▶ [Page text]:
— start —

Stop the git abuse
jkeating at redhat.com
Wed May 23 15:30:13 UTC 2012
On 05/22/2012 11:53 PM, Panu Matilainen wrote:
> Well, here's what I see after drop_caches=3 from 'strace -tt fedpkg
> verrel' on kernel.spec which is one of the most complicated specs in
> Fedora land:
> 09:09:06.928011 fedpkg exec
> 09:09:12.699345 python imports done
> 09:09:13.510192 rpm exec
> 09:09:15.345425 rpm exit
> 09:09:15.385441 fedpkg exit
> So by the look of things, 2/3 of the execution time is spent importing
> python modules. The rpm execution time is heavily dependent on what the
> spec actually does, eg in case of kernel.spec this includes ~50
> fork+execs of shell, getconf and two python invocations from executing
> shell macros.
> From plain rpmspec parsing POV (shell macros aside), at top of
> callgrind charts sits the rpm bad performance hallmark pattern of
> repeated insert/delete, qsort and bsearch cycles (on macros). Changing
> the macros engine to use a hash table instead has been on my todo list
> for some time now, just not very high in the priorities as spec parse
> isn't exactly the most time-critical thing rpm does.

— end —

▶ [What is required]:
According to the post, what share of fedpkg's execution time goes to importing Python modules?

▶ [Supplied material]:

— start —

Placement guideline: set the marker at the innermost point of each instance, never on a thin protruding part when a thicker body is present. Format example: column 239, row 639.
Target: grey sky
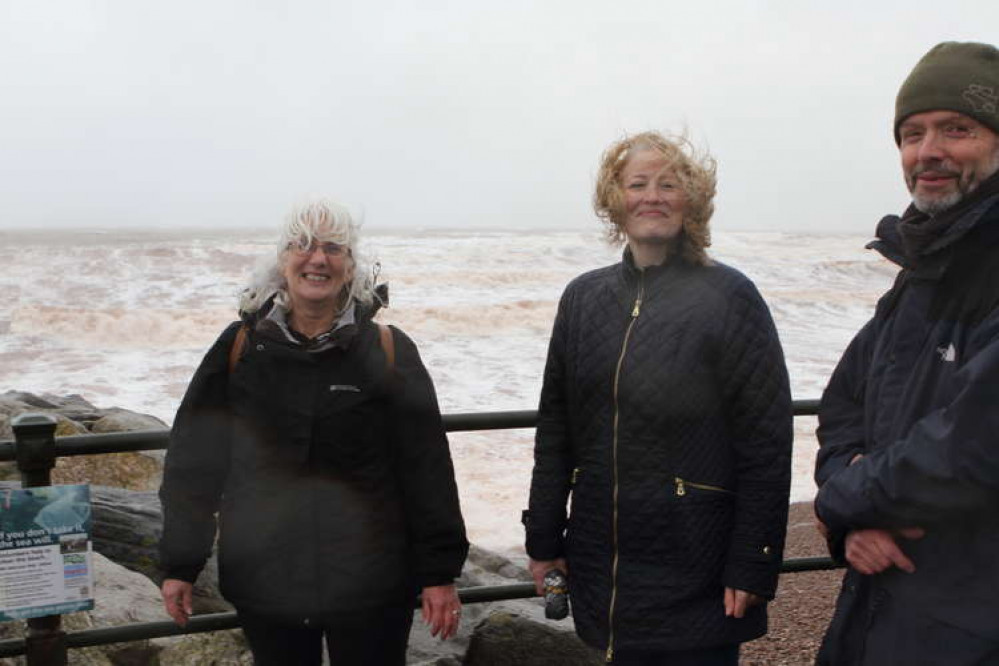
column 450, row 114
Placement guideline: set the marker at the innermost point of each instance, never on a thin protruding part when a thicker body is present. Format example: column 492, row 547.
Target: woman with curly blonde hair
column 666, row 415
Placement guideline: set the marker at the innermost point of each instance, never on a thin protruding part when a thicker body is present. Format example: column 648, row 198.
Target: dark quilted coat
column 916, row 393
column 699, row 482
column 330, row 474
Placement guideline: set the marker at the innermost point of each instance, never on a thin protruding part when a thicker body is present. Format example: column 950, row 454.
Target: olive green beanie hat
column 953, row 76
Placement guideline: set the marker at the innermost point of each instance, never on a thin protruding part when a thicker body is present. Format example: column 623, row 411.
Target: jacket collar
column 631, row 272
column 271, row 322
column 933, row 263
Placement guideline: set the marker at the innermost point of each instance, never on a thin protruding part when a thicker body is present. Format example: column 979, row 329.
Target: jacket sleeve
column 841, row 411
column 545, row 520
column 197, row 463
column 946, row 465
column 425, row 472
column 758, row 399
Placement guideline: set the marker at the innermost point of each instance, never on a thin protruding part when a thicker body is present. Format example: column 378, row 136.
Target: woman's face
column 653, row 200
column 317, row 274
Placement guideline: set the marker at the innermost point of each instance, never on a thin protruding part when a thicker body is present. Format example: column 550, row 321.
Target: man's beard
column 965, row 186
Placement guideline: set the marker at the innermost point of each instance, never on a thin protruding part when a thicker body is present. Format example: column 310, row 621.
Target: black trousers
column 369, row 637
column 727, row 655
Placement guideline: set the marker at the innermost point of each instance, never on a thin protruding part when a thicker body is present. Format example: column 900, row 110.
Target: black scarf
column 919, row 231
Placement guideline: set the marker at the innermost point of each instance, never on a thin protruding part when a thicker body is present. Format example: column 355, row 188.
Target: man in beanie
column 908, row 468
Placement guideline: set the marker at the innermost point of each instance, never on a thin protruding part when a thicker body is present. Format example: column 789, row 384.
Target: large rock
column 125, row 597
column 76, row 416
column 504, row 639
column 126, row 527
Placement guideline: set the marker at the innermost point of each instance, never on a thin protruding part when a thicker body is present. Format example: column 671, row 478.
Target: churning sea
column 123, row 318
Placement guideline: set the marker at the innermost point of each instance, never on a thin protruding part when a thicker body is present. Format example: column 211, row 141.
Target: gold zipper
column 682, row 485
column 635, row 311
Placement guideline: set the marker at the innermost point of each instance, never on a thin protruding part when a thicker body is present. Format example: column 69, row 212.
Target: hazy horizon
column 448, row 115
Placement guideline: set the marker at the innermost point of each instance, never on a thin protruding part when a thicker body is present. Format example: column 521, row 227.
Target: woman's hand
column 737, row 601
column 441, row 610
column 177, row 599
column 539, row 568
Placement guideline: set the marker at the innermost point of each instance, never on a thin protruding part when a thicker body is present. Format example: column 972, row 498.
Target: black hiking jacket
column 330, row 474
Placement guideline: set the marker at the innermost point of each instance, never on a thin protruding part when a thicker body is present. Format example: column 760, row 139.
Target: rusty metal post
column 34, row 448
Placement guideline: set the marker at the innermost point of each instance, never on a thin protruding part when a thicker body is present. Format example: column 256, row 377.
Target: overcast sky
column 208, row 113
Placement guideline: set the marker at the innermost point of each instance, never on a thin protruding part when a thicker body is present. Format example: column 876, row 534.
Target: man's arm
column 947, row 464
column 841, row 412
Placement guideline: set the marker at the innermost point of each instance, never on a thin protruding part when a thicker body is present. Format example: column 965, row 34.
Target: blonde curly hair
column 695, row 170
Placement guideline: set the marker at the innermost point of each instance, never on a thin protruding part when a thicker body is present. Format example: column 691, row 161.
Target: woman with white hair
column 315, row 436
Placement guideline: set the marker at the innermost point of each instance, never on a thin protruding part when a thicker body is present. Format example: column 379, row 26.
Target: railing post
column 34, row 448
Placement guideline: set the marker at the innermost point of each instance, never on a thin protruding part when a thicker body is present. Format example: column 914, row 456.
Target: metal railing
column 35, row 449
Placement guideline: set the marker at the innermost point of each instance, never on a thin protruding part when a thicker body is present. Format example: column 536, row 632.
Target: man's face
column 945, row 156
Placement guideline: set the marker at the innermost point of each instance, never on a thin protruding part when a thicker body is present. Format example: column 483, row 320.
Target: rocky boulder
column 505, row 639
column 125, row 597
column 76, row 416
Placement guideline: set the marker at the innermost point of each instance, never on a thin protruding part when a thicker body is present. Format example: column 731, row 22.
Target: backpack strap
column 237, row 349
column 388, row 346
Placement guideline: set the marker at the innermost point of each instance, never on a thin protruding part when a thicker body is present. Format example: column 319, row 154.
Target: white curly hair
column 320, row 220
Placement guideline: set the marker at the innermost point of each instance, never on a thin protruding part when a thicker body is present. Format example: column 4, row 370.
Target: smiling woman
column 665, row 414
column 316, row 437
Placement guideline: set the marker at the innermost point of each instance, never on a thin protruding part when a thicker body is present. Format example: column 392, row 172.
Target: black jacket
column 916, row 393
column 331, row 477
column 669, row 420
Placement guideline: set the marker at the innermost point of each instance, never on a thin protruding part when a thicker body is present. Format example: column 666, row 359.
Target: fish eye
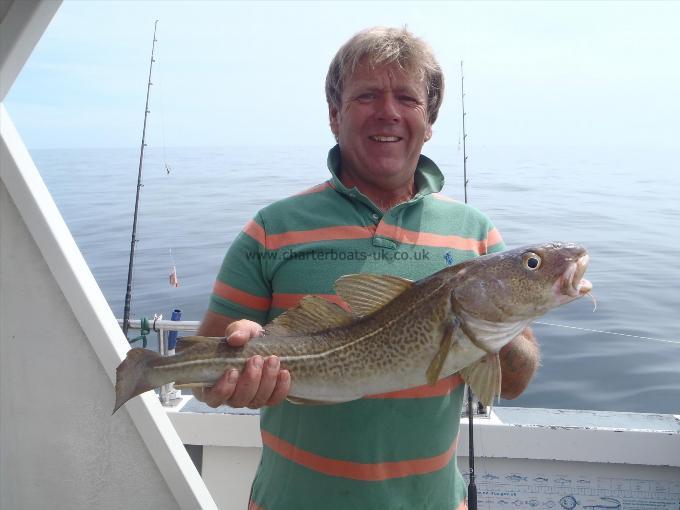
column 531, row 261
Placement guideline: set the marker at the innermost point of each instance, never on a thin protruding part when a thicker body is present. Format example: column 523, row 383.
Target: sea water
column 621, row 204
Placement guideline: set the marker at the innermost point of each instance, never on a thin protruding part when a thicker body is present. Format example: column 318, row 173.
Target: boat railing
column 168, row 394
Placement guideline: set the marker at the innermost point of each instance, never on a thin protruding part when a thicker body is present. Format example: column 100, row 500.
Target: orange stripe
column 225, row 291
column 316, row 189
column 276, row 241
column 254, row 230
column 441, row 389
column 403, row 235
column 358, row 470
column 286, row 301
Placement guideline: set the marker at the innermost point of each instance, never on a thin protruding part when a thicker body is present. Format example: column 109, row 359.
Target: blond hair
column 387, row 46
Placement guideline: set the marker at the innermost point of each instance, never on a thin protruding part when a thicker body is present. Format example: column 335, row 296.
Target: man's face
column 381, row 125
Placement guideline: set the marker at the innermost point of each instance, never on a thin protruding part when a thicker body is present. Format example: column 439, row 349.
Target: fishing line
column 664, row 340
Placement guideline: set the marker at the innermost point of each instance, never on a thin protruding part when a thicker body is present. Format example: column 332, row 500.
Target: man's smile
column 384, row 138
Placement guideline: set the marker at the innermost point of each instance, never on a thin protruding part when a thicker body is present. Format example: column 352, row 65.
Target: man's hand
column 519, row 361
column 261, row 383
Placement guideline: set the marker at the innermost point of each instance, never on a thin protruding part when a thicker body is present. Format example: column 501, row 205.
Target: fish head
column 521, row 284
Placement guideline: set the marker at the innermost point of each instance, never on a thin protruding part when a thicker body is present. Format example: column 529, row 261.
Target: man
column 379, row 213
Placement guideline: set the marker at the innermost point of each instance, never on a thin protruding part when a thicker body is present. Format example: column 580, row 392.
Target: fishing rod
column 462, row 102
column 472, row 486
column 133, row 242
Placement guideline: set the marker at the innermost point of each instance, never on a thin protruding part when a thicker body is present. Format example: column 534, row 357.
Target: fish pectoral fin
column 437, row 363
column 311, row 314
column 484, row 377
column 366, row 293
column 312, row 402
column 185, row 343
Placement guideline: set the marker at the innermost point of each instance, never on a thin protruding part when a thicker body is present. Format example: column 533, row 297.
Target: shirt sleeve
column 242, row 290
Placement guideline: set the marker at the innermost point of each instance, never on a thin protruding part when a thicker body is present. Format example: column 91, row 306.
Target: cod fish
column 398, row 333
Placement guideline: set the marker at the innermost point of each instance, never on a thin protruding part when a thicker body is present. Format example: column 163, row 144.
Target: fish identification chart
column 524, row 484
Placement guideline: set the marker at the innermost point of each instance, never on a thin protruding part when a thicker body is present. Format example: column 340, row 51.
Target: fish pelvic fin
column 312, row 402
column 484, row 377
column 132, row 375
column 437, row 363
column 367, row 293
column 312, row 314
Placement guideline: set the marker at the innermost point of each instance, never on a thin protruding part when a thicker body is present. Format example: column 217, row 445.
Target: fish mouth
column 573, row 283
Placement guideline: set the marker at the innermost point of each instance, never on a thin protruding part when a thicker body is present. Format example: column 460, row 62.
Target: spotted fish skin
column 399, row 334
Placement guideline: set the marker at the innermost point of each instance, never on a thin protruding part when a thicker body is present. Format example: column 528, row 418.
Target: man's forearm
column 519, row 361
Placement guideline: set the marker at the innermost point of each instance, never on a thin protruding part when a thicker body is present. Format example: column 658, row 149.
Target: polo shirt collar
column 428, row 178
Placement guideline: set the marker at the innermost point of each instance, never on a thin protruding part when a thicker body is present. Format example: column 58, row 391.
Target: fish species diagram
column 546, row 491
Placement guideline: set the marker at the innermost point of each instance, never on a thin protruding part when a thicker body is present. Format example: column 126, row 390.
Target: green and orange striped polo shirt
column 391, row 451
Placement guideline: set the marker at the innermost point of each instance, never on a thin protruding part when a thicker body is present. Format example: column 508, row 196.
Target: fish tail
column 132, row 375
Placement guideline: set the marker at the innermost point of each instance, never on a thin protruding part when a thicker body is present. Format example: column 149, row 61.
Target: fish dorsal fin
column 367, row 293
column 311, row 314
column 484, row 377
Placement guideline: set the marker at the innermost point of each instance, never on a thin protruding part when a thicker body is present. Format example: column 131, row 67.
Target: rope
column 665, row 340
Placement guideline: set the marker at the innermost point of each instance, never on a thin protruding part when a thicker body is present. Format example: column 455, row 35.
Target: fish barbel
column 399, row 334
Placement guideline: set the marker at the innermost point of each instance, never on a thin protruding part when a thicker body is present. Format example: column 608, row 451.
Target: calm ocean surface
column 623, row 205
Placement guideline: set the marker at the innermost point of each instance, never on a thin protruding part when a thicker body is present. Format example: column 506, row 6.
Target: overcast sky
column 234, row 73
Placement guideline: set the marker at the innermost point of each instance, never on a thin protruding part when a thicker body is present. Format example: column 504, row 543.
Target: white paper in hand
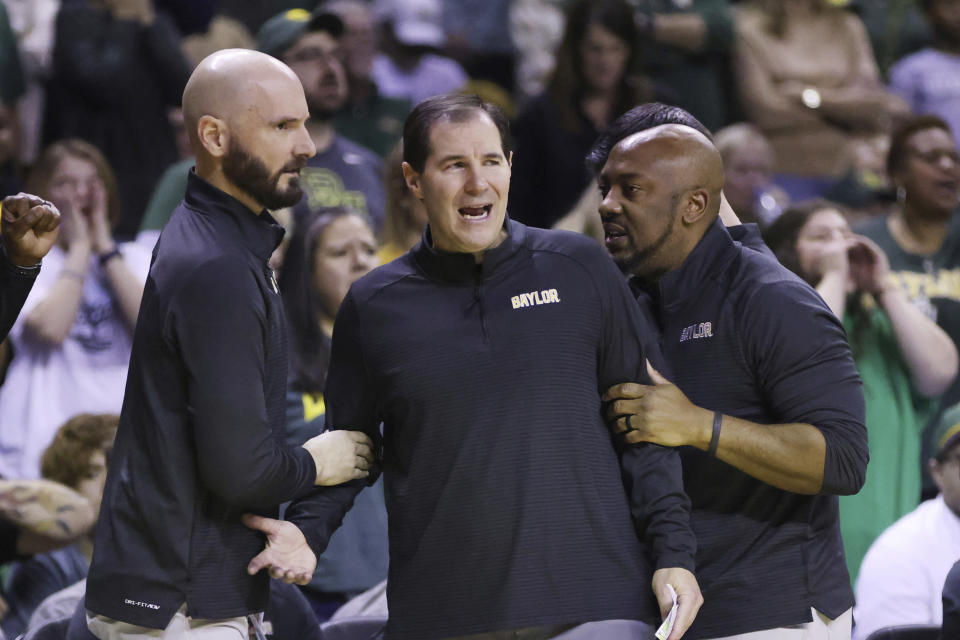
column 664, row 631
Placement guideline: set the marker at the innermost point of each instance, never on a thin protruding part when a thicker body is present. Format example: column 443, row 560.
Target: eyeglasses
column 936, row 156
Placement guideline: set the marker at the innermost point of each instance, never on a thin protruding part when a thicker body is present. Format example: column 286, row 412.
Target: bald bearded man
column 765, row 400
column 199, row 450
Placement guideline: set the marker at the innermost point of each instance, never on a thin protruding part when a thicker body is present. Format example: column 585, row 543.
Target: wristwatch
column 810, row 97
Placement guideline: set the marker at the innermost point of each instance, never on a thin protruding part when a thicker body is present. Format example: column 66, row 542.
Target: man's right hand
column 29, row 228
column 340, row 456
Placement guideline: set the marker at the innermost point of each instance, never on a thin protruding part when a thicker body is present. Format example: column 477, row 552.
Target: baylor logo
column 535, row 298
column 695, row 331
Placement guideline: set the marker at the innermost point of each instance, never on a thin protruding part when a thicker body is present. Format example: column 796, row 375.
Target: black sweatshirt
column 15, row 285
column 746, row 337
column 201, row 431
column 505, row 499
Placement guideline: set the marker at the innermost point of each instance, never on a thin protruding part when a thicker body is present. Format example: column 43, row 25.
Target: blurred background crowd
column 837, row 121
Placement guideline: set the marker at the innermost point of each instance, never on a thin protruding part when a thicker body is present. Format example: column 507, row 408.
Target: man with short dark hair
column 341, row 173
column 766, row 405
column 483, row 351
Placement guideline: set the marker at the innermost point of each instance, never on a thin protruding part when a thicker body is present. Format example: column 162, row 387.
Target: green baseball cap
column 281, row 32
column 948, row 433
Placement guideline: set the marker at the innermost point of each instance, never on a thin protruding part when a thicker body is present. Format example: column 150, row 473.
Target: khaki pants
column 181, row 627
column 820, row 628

— end —

▶ [The completed task]:
About 2/3 of the execution time.